Some expanded their minds through clubs dedicated to chess, math, science, quiz bowl, robotics, mock trial, Model UN, programming and hacking, and speech and debate.
Some became leaders in student government or aligned themselves with groups devoted to saving the environment, advocating for LGBTQ rights, and working toward diversity, equity and inclusion objectives.
Others showed their artistic side by acting in plays, performing at NBA games, or creating (and, in some cases, selling) original artwork.
As for music, the Class of 2025 is more than capable of carrying a tune. If someone forming a band scouted the class, they'd find several award-winning singers, as well as musicians skilled in the cello, clarinet, drums, flute, french horn, guitar, handbells, piano, saxophone, trumpet, tuba, viola and violin.
Many Class of 2025 students are athletically gifted, too, including about 20% of the class who will bring those talents to Bucknell's 27 Division I teams.
They bring to Bucknell a record of success, winning trophies and medals in events like badminton, cheerleading, fencing, field hockey, figure skating, football, gymnastics, karate, lacrosse, water polo, wrestling and more. The class includes a Junior Olympics diver, a nationally ranked squash player, an Ironman triathlon finisher, a young woman ranked 51st in the world in CrossFit and a water polo player who competed at the Tokyo Olympics.
"Our incoming first-years showed their passion for myriad activities outside of the school day," Mathes says. "We are excited to see how these passions continue and expand as the Class of 2025 begins its Bucknell journey."
A commitment to helping others runs through every member of the Class of 2025. Their applications tell of acts of service completed not to pad a résumé but out of a devotion to help their fellow humans.

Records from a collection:
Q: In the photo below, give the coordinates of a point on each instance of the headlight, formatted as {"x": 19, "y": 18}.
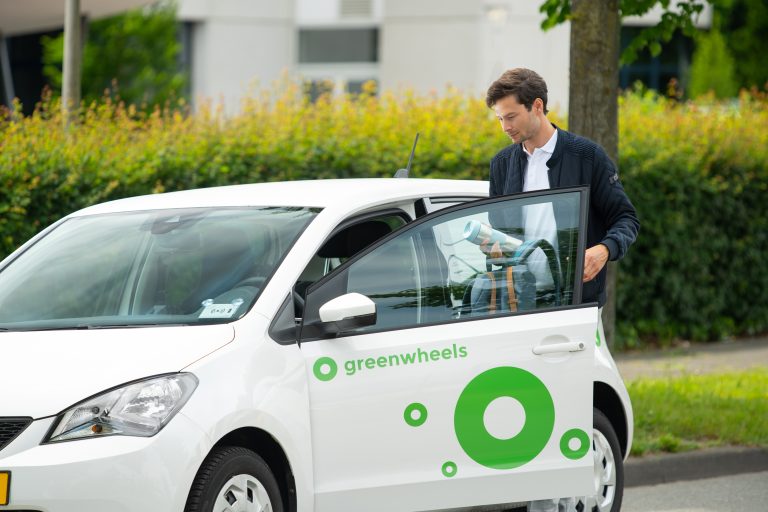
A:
{"x": 138, "y": 409}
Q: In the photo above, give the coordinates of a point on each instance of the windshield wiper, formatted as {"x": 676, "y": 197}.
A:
{"x": 88, "y": 327}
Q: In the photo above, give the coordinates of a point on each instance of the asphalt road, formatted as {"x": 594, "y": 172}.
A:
{"x": 733, "y": 493}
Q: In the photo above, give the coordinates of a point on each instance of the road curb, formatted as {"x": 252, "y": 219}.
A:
{"x": 708, "y": 463}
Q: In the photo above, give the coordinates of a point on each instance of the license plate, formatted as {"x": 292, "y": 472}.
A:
{"x": 5, "y": 487}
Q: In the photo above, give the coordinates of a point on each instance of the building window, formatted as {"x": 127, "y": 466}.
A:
{"x": 656, "y": 72}
{"x": 338, "y": 45}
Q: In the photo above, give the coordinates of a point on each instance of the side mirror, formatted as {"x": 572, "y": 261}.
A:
{"x": 347, "y": 312}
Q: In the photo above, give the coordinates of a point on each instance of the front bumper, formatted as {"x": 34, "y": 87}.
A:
{"x": 117, "y": 473}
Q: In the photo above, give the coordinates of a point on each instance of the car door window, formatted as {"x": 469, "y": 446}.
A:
{"x": 436, "y": 270}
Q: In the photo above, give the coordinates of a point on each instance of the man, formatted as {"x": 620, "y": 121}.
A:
{"x": 543, "y": 156}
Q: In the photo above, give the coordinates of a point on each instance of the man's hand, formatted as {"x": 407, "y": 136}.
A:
{"x": 493, "y": 251}
{"x": 594, "y": 261}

Instructions
A – Render this sentence from the Class of 2025 profile in Spanish: "Many Class of 2025 students are athletically gifted, too, including about 20% of the class who will bring those talents to Bucknell's 27 Division I teams."
B – Change the stretch of the Class of 2025 profile from "Others showed their" through "viola and violin." by putting "choir" wherever "band" appears.
C – Answer these questions using the Class of 2025 profile.
(i) About what share of the class will play on Bucknell's Division I teams?
(ii) What world ranking in CrossFit does one young woman in the class hold?
(iii) Who is quoted on the incoming first-years' passion for activities outside the school day?
These data come from a separate source.

Results by task
A – Muchos estudiantes de la Clase de 2025 también tienen talento atlético, incluido alrededor del 20 % de la clase que llevará esos talentos a los 27 equipos de la División I de Bucknell.

B –
Others showed their artistic side by acting in plays, performing at NBA games, or creating (and, in some cases, selling) original artwork.
As for music, the Class of 2025 is more than capable of carrying a tune. If someone forming a choir scouted the class, they'd find several award-winning singers, as well as musicians skilled in the cello, clarinet, drums, flute, french horn, guitar, handbells, piano, saxophone, trumpet, tuba, viola and violin.

C –
(i) About 20%.
(ii) 51st.
(iii) Mathes.